EXERCISE INSTRUCTIONS. Nothing in the records should differ when you write them out again.

Region pointing data
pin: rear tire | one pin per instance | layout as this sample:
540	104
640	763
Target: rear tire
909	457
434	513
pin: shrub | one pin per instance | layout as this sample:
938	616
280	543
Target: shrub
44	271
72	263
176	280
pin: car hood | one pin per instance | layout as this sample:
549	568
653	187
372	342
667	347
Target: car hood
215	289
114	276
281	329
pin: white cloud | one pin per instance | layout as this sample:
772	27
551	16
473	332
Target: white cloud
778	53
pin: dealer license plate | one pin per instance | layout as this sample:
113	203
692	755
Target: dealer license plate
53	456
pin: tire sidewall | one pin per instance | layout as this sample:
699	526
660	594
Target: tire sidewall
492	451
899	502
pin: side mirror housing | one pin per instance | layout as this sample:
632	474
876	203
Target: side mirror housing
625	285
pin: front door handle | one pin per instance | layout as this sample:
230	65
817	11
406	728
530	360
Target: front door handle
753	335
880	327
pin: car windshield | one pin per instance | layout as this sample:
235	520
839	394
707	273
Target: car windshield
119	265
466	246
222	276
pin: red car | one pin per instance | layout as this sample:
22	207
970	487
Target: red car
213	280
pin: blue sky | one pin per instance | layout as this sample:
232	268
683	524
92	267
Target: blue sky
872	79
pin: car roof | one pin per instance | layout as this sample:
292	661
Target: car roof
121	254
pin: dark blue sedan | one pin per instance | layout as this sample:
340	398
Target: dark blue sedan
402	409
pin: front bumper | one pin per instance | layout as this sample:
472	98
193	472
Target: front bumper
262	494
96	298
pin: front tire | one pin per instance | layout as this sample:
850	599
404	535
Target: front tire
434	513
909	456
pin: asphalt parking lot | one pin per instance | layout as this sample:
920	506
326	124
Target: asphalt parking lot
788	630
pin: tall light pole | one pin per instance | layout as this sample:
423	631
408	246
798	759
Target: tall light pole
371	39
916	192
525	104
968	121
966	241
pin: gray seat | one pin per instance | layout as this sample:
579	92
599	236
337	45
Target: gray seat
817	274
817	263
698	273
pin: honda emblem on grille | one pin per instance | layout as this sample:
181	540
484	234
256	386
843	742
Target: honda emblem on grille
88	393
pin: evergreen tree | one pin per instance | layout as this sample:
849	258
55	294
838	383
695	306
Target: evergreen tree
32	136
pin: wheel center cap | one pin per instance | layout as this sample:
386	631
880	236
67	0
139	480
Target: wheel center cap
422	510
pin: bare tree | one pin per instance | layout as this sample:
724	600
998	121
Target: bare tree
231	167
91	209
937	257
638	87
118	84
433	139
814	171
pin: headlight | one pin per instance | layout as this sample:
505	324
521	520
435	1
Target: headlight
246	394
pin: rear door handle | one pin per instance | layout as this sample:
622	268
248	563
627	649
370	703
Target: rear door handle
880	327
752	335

EXERCISE SOLUTION.
pin: rear tire | one pin per instance | layout as this sample:
540	104
640	763
Target: rear tire
909	457
434	513
pin: shrub | one pin per instance | layout as this sample:
938	616
280	543
Target: shrub
44	271
72	263
176	280
pin: car hood | one pin per instance | layout as this sample:
549	568
653	187
372	342
667	347
Target: car hood
215	289
114	276
281	329
pin: white cloud | one pin per instance | layout as this sample:
772	27
551	16
473	332
Target: white cloud
778	53
pin: dealer license plate | one pin per instance | layout as this sample:
113	203
692	755
Target: dealer license plate
53	456
pin: tire sidewall | one pin per instance | layout as this sample:
699	526
660	594
Target: tire sidewall
492	451
899	502
pin: side mirror housing | one pin per instance | layout as this sample:
632	474
876	203
Target: side mirror housing
625	285
pin: front door handle | one pin per instance | layout as this sample:
230	65
817	11
406	728
530	360
Target: front door handle
753	335
880	327
pin: car windshield | one pin per instance | layout as this sample:
235	520
839	394
707	273
Target: car windshield
119	265
466	246
222	276
pin: red car | one pin per instance | layout as this sample:
22	207
970	487
Target: red car
213	280
pin: blue sky | one pin per instance | layout as this sample:
232	268
683	524
92	267
Target: blue sky
872	79
pin: car roof | one pin per instance | layout as this sample:
292	661
Target: car roof
121	254
pin: dark blue sedan | one pin per instance | layout as this sample:
340	398
Target: dark blue sedan
402	409
pin: front bumper | one pin per instance | layout as this sample:
472	98
193	472
Target: front bumper
262	494
96	298
pin: front tire | one pin per instance | layout as this sample:
850	599
404	535
Target: front tire
434	513
909	456
pin: asphalt parking lot | one pin per instance | layout as this sample:
920	506
326	124
Target: asphalt parking lot
788	630
pin: tall light pole | one pin per instance | layout as this sample:
423	631
408	246
798	759
Target: tall light pole
371	39
916	192
525	104
968	121
966	241
pin: gray seat | one pin per instance | layout as this sample:
579	92
599	236
337	45
Target: gray seat
817	274
817	263
698	273
pin: honda emblem on grille | one pin per instance | layout as this sample:
181	540
484	234
256	386
843	742
Target: honda emblem on grille
88	393
pin: evergreen tree | one pin per instance | layout as this sample:
849	258
55	294
838	383
695	306
Target: evergreen tree
32	136
pin: wheel center cap | one pin per instance | layout as this sample:
386	631
880	236
67	0
139	480
Target: wheel center cap
422	510
pin: bare tree | one pin per instance | layout as this sample:
724	600
998	121
Target: bare tree
231	167
91	209
937	257
638	87
118	84
433	139
814	171
pin: headlight | one pin per instance | layout as this sample:
505	324
521	520
435	1
Target: headlight
246	394
pin: rear door handle | one pin per instance | layout as this sample:
622	268
248	563
627	649
370	703
Target: rear door handle
880	327
752	335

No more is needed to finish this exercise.